(Beginning of Text under study)
I wouldn't really want to engage with the barista, just cause I don't like barren conversations, so I would just say "no I haven't thanks."

Tash said...

As an atheist who celebrates a rather pagan Christmas, I can't WAIT until someone asks me about my shopping. or cards. Because I will unload about dead babies. Hee. No, I probably won't. Who am I kidding. How 'bout "Presents don't really fit under a Menorah." Or you could make some snark about the New Testament and commercialism that would sail over their heads, but at least make them think about asking again.

Waiting Amy said...

So funny, I was just asked this today, and stumbled over how to respond. The strange part is that I was asked by the RE's nurse at my transfer.

I guess I can see how it is small talk, but rather commercial in topic. We celebrate Hanukkah in our home, but my family is Christian and we visit them and celebrate with them. So, I just said I was done shopping but that we also celebrate Hanukkah. It was awkward. *sigh*

Rachel said...

Hi. First comment here. I admire your blog very much.
I work at Starbucks. And honestly, that small talk the barista made? We are REQUIRED to do it. It is called "connecting" and we are constantly being evaluated on whether or not we are doing it well enough. At this time of year, the majority of our customers are doing Christmas shopping, so that is a very easy way to try to connect. Your response was appropriate. The barista may have seemed taken aback, but I doubt she really cared. We have to talk to hundreds of customers a day, and routinely run into persons of all persuasions. It is generally one of the bright sides of our job.
(End of Text under study)
(Beginning of Entries provided)
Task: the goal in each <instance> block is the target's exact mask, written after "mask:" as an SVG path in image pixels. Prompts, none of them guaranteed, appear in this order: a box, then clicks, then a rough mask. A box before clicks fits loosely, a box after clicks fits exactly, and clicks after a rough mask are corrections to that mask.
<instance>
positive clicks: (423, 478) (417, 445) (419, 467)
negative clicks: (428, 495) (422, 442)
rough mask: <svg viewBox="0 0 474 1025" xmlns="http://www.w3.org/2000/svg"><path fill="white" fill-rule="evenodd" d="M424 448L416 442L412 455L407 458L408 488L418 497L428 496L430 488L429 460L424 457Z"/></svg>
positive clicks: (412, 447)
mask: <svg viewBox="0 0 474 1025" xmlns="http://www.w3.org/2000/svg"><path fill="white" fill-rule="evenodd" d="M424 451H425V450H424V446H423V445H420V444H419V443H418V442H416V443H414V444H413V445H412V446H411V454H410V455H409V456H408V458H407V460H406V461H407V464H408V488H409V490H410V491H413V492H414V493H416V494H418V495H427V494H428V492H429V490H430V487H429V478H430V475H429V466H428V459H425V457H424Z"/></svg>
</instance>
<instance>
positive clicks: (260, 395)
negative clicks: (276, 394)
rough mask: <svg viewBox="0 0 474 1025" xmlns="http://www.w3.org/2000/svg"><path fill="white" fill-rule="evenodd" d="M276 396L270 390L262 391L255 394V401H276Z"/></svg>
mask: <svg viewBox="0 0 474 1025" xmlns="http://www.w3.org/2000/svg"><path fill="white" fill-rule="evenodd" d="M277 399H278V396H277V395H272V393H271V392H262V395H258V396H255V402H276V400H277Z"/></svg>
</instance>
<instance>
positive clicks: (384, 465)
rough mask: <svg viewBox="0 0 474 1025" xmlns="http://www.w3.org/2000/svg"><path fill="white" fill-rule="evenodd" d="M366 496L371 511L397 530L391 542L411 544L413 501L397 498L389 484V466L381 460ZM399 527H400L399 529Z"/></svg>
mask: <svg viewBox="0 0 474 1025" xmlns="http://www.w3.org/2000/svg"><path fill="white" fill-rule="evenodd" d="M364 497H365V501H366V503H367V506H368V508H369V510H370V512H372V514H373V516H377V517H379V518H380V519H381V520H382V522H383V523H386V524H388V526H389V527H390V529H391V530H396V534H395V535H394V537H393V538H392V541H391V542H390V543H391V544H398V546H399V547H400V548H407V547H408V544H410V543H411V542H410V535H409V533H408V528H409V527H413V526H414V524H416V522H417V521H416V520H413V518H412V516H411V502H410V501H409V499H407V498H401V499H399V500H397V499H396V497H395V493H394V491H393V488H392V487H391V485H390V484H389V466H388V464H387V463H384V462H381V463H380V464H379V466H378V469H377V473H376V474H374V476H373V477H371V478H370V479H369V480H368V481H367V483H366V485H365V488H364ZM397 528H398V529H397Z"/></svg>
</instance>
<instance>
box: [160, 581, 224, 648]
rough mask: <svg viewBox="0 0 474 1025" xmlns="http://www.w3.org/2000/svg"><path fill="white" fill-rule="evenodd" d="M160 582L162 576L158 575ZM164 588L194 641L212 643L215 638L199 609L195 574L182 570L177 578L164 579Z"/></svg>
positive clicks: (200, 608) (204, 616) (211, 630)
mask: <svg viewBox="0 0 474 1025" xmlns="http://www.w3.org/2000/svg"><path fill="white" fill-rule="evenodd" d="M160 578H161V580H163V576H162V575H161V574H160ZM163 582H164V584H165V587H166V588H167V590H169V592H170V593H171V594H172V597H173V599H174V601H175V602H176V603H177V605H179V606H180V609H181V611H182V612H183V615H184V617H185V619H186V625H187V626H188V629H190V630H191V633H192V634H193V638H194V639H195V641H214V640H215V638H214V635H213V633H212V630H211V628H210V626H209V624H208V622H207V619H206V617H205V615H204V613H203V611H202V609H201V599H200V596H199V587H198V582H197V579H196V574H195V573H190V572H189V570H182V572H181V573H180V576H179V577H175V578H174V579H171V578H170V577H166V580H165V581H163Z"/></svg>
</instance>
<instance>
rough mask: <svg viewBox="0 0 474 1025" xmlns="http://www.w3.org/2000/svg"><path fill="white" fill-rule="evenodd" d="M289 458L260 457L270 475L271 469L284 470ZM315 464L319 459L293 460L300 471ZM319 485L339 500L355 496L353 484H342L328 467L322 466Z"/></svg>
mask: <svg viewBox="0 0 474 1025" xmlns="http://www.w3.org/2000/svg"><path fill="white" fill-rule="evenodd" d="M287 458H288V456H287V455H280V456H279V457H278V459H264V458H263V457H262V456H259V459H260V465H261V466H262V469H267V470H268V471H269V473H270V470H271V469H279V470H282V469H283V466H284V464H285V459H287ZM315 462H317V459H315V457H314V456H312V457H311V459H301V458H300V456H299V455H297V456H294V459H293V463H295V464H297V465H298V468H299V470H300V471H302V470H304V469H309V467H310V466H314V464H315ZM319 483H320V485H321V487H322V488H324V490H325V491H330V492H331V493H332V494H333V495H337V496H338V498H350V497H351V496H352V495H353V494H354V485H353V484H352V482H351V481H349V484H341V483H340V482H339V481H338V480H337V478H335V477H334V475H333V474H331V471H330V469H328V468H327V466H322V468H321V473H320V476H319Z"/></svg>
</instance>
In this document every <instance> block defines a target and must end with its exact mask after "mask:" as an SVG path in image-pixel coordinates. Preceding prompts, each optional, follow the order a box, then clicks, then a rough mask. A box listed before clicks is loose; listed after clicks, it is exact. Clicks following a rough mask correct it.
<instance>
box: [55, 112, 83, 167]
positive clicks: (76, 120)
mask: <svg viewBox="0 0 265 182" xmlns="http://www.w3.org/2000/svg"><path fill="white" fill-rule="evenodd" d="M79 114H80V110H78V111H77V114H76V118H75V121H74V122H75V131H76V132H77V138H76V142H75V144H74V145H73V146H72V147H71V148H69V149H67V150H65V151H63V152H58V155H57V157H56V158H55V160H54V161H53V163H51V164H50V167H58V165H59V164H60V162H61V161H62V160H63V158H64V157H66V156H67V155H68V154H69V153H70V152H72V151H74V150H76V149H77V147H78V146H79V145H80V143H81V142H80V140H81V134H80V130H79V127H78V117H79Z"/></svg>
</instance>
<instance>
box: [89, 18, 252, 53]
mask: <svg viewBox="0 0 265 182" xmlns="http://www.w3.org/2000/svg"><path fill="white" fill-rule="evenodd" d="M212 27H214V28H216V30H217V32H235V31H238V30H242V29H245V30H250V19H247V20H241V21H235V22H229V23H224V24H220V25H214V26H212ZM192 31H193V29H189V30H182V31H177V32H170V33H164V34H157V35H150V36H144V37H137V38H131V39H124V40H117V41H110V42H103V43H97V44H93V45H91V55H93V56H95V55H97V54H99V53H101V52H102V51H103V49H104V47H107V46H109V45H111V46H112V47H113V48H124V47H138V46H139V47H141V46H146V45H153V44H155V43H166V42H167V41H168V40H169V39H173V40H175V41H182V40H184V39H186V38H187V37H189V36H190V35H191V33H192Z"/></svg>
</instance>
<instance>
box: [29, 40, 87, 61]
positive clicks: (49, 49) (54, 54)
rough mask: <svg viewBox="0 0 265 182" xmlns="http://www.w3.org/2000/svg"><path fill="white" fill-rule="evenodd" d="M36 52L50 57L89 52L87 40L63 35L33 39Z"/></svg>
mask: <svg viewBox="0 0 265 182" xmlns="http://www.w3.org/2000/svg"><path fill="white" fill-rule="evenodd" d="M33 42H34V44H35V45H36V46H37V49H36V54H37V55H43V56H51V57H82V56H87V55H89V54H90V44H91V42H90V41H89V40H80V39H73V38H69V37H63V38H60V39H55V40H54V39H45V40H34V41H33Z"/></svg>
(End of Entries provided)
Instructions for the task:
Return the part of the blog comments starting with "I wouldn't really" and going on through "Tash said...", copied word for word. These lines come from a separate source.

Answer area:
I wouldn't really want to engage with the barista, just cause I don't like barren conversations, so I would just say "no I haven't thanks."

Tash said...